## [Required task]
Please rewrite the entries below, changing each "perception module" to "vision system" and leaving everything else untouched.

## [Records for this task]
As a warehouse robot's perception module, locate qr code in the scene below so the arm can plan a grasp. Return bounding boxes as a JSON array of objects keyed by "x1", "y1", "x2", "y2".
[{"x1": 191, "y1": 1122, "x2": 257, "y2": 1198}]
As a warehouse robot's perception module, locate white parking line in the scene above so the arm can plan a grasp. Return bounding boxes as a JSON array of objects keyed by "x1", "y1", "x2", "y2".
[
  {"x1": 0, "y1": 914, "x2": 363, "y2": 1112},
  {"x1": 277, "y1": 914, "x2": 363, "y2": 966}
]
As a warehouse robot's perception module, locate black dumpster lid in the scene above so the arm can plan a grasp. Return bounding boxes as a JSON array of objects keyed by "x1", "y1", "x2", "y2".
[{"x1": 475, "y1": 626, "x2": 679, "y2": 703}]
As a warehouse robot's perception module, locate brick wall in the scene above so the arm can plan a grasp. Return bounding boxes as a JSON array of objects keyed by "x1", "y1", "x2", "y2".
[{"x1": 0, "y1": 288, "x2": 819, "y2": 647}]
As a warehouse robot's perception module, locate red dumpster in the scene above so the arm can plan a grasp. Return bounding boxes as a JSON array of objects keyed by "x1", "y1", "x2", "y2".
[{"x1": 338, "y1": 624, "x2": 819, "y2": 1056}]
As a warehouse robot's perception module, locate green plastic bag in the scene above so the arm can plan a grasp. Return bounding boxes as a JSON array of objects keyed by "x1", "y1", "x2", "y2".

## [Task answer]
As a warehouse robot's vision system, locate qr code in the scene below so the arm can plan a grasp. Return bounding boxes as a JSON array of objects keyed by "x1", "y1", "x2", "y2".
[{"x1": 191, "y1": 1122, "x2": 257, "y2": 1198}]
As a warehouse robot's vision system, locate white parking line in the scene above so the arm can plan a grasp. Return bounding boxes as a JSON array of objects keyed by "x1", "y1", "x2", "y2".
[
  {"x1": 0, "y1": 914, "x2": 363, "y2": 1112},
  {"x1": 277, "y1": 914, "x2": 363, "y2": 966}
]
As a warehouse robot's vision system, locate black dumpster lid in the scene above so the arm can plan a grasp. Return bounding boxes as a JSON array of objects keyed by "x1", "y1", "x2", "y2".
[{"x1": 475, "y1": 626, "x2": 679, "y2": 703}]
As a warehouse robot's vision system, locate brick wall in the scene above so the arm can plan a grasp. Return bounding boxes as a JSON array of objects keyed by "x1", "y1", "x2", "y2".
[{"x1": 0, "y1": 288, "x2": 819, "y2": 647}]
As a warehouse robot's vision system, locate red dumpster in the scene above so the arm can plan a grasp. Return bounding boxes as a JSON array of objects keyed by "x1", "y1", "x2", "y2".
[{"x1": 338, "y1": 624, "x2": 819, "y2": 1056}]
As a warehouse robot's vision system, locate green plastic bag in the scene above so the arm can plan a grasp. Return bounding boxes as a JSON array of objects keyed by "x1", "y1", "x2", "y2".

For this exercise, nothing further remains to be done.